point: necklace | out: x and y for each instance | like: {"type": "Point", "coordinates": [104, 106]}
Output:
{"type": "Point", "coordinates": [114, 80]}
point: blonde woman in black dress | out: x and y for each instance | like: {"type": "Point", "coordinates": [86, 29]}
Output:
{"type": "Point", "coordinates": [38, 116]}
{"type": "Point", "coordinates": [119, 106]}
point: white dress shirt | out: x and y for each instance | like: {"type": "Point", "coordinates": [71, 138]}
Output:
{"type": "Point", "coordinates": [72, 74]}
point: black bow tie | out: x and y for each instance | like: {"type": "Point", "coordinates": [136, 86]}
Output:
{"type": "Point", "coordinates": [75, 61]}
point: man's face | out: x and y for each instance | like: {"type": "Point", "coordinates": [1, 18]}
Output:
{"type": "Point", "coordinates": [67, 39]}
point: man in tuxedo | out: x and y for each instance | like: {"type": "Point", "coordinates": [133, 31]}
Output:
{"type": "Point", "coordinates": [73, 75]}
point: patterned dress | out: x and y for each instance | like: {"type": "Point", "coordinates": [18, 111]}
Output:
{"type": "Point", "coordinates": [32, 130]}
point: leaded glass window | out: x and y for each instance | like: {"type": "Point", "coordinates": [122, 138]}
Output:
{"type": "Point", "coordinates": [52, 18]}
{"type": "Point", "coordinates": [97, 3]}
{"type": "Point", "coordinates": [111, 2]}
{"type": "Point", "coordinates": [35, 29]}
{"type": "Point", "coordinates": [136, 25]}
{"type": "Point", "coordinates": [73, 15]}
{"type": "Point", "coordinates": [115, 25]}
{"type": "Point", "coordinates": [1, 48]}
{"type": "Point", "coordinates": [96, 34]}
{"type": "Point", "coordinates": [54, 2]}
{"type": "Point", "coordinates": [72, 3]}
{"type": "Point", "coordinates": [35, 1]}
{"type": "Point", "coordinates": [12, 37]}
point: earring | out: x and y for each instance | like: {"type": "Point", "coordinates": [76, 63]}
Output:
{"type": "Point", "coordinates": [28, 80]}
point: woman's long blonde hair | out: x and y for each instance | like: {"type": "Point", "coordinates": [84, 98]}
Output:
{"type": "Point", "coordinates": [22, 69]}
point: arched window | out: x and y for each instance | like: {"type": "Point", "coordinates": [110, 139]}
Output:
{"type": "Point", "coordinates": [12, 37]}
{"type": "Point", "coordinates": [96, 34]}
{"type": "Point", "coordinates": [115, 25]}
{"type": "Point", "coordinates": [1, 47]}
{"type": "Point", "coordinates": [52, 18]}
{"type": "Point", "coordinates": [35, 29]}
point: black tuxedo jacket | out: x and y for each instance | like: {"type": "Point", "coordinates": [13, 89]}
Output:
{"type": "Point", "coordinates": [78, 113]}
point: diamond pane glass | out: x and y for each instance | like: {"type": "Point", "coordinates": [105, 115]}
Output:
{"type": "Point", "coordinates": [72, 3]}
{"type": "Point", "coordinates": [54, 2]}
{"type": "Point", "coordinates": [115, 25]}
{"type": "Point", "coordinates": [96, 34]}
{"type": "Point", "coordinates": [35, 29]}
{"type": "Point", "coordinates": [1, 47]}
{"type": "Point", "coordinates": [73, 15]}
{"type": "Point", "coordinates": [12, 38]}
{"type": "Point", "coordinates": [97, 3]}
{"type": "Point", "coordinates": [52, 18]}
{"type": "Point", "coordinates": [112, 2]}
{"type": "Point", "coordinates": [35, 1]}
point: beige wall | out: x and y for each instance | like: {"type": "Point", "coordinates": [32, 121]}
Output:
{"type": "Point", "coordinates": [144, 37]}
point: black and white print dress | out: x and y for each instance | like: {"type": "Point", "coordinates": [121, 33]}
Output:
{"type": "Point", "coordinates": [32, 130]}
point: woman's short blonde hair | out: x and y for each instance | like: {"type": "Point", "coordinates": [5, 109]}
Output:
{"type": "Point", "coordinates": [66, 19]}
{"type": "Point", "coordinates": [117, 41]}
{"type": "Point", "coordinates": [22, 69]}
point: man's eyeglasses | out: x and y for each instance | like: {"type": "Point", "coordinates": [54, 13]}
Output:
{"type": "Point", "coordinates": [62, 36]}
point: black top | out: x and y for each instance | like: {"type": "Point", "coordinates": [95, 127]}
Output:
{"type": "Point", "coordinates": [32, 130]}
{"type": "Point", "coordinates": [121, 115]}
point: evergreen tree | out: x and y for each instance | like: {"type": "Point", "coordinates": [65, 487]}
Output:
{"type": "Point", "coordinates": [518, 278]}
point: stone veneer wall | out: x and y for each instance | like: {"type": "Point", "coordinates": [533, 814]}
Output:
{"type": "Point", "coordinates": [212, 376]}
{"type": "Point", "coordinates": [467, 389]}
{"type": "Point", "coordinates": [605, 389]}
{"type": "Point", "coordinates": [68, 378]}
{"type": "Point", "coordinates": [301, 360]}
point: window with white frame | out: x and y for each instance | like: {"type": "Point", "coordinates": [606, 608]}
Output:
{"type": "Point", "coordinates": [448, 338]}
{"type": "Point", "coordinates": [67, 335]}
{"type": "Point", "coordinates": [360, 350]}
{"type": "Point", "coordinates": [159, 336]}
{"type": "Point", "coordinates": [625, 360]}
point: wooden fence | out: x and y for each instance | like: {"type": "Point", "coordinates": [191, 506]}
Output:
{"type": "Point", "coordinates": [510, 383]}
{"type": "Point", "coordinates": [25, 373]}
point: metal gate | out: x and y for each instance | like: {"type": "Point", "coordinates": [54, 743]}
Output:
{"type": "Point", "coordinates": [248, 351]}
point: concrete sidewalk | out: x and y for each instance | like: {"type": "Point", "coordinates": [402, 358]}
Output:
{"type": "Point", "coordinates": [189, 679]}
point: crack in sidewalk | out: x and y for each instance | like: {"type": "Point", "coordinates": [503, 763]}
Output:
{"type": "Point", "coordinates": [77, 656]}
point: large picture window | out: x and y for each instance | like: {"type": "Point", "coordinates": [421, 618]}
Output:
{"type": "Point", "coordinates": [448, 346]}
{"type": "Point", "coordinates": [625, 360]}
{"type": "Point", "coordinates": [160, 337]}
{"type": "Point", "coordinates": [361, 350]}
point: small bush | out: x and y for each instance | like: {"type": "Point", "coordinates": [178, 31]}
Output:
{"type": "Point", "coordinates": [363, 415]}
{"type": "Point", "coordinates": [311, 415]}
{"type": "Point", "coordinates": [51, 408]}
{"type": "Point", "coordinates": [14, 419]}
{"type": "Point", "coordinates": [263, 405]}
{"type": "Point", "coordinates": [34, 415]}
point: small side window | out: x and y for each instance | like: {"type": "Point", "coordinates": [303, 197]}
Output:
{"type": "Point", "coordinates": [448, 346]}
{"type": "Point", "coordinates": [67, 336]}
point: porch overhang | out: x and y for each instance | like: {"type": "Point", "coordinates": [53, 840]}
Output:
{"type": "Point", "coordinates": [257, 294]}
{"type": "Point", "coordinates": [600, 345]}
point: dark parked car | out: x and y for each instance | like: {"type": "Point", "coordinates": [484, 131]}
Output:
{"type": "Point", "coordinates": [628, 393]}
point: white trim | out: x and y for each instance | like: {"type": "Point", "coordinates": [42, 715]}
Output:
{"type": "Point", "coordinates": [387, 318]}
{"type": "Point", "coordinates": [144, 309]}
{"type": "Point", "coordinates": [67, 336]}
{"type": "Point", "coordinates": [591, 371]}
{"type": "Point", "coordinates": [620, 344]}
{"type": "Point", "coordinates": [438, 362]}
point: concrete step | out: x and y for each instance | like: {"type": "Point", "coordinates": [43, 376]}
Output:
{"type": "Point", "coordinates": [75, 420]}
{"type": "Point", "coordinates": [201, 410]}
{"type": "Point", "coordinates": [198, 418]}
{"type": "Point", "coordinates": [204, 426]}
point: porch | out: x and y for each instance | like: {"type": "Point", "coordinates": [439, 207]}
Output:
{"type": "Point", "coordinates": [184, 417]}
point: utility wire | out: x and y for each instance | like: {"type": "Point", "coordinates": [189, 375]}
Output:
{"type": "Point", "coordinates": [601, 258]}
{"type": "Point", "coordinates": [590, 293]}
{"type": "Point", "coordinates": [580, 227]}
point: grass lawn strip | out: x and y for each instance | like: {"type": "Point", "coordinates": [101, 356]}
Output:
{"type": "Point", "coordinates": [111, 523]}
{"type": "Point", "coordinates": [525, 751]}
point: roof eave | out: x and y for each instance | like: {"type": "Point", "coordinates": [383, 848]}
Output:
***
Give back, exactly as written, the lines from the one with "point: small side" to the last line.

point: small side window | out: x and y for each instance | like: {"type": "Point", "coordinates": [303, 197]}
Output:
{"type": "Point", "coordinates": [448, 346]}
{"type": "Point", "coordinates": [67, 336]}
point: porch overhang | out: x and y for each instance | like: {"type": "Point", "coordinates": [53, 840]}
Output:
{"type": "Point", "coordinates": [257, 294]}
{"type": "Point", "coordinates": [600, 345]}
point: dark parked car | out: x and y for each instance | like: {"type": "Point", "coordinates": [484, 131]}
Output:
{"type": "Point", "coordinates": [628, 393]}
point: white trim | out: x and y for each instance | like: {"type": "Point", "coordinates": [42, 715]}
Output:
{"type": "Point", "coordinates": [387, 318]}
{"type": "Point", "coordinates": [144, 309]}
{"type": "Point", "coordinates": [67, 336]}
{"type": "Point", "coordinates": [591, 371]}
{"type": "Point", "coordinates": [620, 344]}
{"type": "Point", "coordinates": [438, 362]}
point: concrete step | out: x and y for each instance | like: {"type": "Point", "coordinates": [43, 376]}
Output:
{"type": "Point", "coordinates": [75, 420]}
{"type": "Point", "coordinates": [201, 410]}
{"type": "Point", "coordinates": [198, 418]}
{"type": "Point", "coordinates": [204, 426]}
point: porch | out: x and y for each instance | like: {"type": "Point", "coordinates": [439, 207]}
Output:
{"type": "Point", "coordinates": [184, 417]}
point: utility wire | out: x and y for each instance | like: {"type": "Point", "coordinates": [189, 375]}
Output:
{"type": "Point", "coordinates": [601, 258]}
{"type": "Point", "coordinates": [590, 293]}
{"type": "Point", "coordinates": [580, 227]}
point: grass lawn strip | out: x and y for each instance | like: {"type": "Point", "coordinates": [101, 356]}
Output:
{"type": "Point", "coordinates": [111, 523]}
{"type": "Point", "coordinates": [525, 751]}
point: roof eave | out: x and y for each instance | like: {"type": "Point", "coordinates": [383, 848]}
Output:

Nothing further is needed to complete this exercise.